**** Selected text

Wednesday, 20 February 2013

Pancake Day! Masala dosa and uthapam recipes

Classic Masala Dosa with coconut chutney and lentils

Pancake day was almost a week ago I know, but it's taken me almost a week to make these Indian pancakes. Most cultures have some kind of pancake dish, and the Indian take on it is worth trying.
In Southern India they eat the Masala dosa, those long crispy thin crepes containing potato curry, traditionally served with coconut chutney and a lentil sauce.
I was inspired by my visit to Prashad vegetarian restaurant near Leeds where I enjoyed their 'sour dough' Masala Dosa, one of the best I've ever eaten. So when I embarked upon this savoury pancake , I used their recipe from their excellent book 'Prashad'. Attempting this recipe is not for the faint-hearted: the components of the batter require soaking, grinding, frothing, fermenting and finally, cooking in a special pan. Unfortunately their recipe, which I followed to the letter, did not produce something as good as I ate in their restaurant.
The problem with cookbooks, especially those by restaurants and professional chefs, is that they are making all sorts of assumptions. Just because you can cook something superbly doesn't mean you can explain it, with no steps missing, to the home cook. Writing recipes is very hard, I've missed out steps myself and sometimes only realise later. But we have a responsibility to readers, who've spent their money on ingredients and taken the time to try the recipe, although publishers, pushed for money, rarely pay for recipe testers except for big-time telly cooks.
It is said that the average cookery book buyer will only cook 3 or 4 recipes from a cookbook. Further, I'm willing to bet that not many readers tackle the tough ones. In my book Supper Club, there are a couple of recipes that I warn the reader about, saying, set aside some time for this, such as the timpano (giant pasta drum). I wonder how many people have actually attempted to cook it?

********

• To do:
**1)** Answer these from the dosa post:
(a) Where is Prashad vegetarian restaurant?
(b) What is Masala dosa traditionally served with?
(c) How many recipes from a cookbook is the average buyer said to cook?
**2)** Duplicate the dosa post from "I was inspired" up to and including "in their restaurant.".
**3)** Say whether each statement agrees with the dosa post, answering yes or no and quoting the words that decide it:
(a) Following the Prashad recipe gave a dosa as good as the one eaten at the restaurant.
(b) Publishers regularly pay recipe testers for all their authors.
(c) The timpano appears in the book Supper Club.

**** Recorded data

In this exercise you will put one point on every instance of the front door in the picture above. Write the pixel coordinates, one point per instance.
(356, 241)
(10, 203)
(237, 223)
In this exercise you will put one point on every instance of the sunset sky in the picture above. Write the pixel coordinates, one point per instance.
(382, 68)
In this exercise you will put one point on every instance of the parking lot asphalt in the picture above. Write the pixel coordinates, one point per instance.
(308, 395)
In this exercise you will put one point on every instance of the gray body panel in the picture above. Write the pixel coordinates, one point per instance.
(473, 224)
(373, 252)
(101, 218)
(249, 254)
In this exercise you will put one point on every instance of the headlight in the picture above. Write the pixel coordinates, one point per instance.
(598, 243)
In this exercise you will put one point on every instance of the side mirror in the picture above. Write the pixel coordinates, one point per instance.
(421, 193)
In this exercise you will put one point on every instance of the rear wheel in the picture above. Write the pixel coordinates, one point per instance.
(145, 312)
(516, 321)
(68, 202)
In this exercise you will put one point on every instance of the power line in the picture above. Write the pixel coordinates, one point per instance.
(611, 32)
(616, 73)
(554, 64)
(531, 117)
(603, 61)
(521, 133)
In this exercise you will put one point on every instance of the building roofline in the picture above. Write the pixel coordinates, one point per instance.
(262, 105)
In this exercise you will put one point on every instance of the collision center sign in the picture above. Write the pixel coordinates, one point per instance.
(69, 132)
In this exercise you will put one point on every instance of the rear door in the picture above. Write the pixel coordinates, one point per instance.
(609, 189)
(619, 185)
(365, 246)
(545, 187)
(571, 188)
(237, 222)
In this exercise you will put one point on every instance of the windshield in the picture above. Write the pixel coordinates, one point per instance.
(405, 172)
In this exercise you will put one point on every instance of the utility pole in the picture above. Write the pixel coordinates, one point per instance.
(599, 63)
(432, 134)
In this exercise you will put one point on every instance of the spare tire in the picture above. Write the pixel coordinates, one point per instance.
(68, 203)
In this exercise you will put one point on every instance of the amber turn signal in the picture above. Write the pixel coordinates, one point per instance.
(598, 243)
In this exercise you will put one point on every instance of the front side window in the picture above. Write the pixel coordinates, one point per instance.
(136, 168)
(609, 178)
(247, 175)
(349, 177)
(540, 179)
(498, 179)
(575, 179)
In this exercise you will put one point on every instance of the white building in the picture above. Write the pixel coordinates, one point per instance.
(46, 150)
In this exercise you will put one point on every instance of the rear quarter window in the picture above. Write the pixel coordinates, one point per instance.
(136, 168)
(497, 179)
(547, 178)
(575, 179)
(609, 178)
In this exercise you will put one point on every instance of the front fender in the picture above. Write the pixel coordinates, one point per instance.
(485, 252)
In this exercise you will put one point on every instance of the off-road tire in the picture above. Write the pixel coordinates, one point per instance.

********

• Answers to the tasks:
**1)**
(a) Near Leeds.
(b) Coconut chutney and a lentil sauce.
(c) 3 or 4.

**2)**
I was inspired by my visit to Prashad vegetarian restaurant near Leeds where I enjoyed their 'sour dough' Masala Dosa, one of the best I've ever eaten. So when I embarked upon this savoury pancake , I used their recipe from their excellent book 'Prashad'. Attempting this recipe is not for the faint-hearted: the components of the batter require soaking, grinding, frothing, fermenting and finally, cooking in a special pan. Unfortunately their recipe, which I followed to the letter, did not produce something as good as I ate in their restaurant.

**3)**
(a) No: "did not produce something as good as I ate in their restaurant"
(b) No: "rarely pay for recipe testers except for big-time telly cooks"
(c) Yes: "In my book Supper Club, there are a couple of recipes that I warn the reader about, saying, set aside some time for this, such as the timpano"